What to work on -
(1) Translate this sentence from the guitar forum thread into Spanish: "Usually not a big fan of Jackson's but the grey one looks pretty neat."
(2) Recast every line of the listing as a numbered list, leaving out any blank lines.

I'd really like to try an 8 with a neck as narrow as the gray one, that could be totally awesome.


----------



## 7STRINGWARRIOR (Nov 25, 2011)

Alain just became the master of the universe, Next time I'm in your neck of the woods you should let me take one of those badboys on a test run. Take care man!


----------



## leonardo7 (Nov 25, 2011)

7STRINGWARRIOR said:


> Alain just became the master of the universe, Next time I'm in your neck of the woods you should let me take one of those badboys on a test run. Take care man!



For sure Sam! I know you would be someone who would thoroughly enjoy these badass Jacksons, especially since you have been a Jackson fan for a long time! Im thinking about eventually putting an EMG 808 in one and keeping the 808X in the other and posting up a video of the two back to back for comparison, just for fun.


----------



## Rook (Nov 25, 2011)

^Hi, do this now please, thanks.


----------



## Metalus (Nov 25, 2011)

leonardo7 said:


> For sure Sam! I know you would be someone who would thoroughly enjoy these badass Jacksons, especially since you have been a Jackson fan for a long time! Im thinking about eventually putting an EMG 808 in one and keeping the 808X in the other and posting up a video of the two back to back for comparison, just for fun.



YES PLEASE 

I really hope Jackson starts making production 8's (especially the one with the soloist headstock) because they are sexy as fuck


----------



## Mindcrime1204 (Nov 25, 2011)

Man! That sucks about the false advertisement! But I'm happy you thought they were nice enough to still keep 

HNG(s)D!


----------



## Konfyouzd (Nov 25, 2011)

I fucks with that gray one.


----------



## Sikor (Nov 25, 2011)

Happy New Double Guitar Day! 

They grey one looks fantastic! 
And I do not even like Jacksons...


----------



## Mordecai (Nov 27, 2011)

the maroon one looks like an LTD SC with a jackson logo on it.


----------



## Origin (Nov 27, 2011)

Jesus. Christ.

I love the in-line one.  congrats you bastard, they're beautiful.


----------



## Sofos (Nov 27, 2011)

djpharoah said:


> Congrats bro - that's an awesome pair.





djpharoah said:


> Congrats bro - that's an awesome pair.



Guitars so awesome a mod had to double post 

i want that fucking grey one man. i was sitting there wishing i had 4000 to spend on it :/


----------



## GTailly (Nov 30, 2011)

Usually not a big fan of Jackson's but the grey one looks pretty neat.

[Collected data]
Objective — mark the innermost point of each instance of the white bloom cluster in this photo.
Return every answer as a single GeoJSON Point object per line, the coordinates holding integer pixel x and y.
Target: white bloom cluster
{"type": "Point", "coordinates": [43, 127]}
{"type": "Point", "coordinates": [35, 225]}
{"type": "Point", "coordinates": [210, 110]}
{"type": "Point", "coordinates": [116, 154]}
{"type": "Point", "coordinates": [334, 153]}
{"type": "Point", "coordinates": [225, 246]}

Expected results -
(1) Normalmente no soy muy fan de las Jackson, pero la gris se ve bastante bien.

(2)
1. Objective — mark the innermost point of each instance of the white bloom cluster in this photo.
2. Return every answer as a single GeoJSON Point object per line, the coordinates holding integer pixel x and y.
3. Target: white bloom cluster
4. {"type": "Point", "coordinates": [43, 127]}
5. {"type": "Point", "coordinates": [35, 225]}
6. {"type": "Point", "coordinates": [210, 110]}
7. {"type": "Point", "coordinates": [116, 154]}
8. {"type": "Point", "coordinates": [334, 153]}
9. {"type": "Point", "coordinates": [225, 246]}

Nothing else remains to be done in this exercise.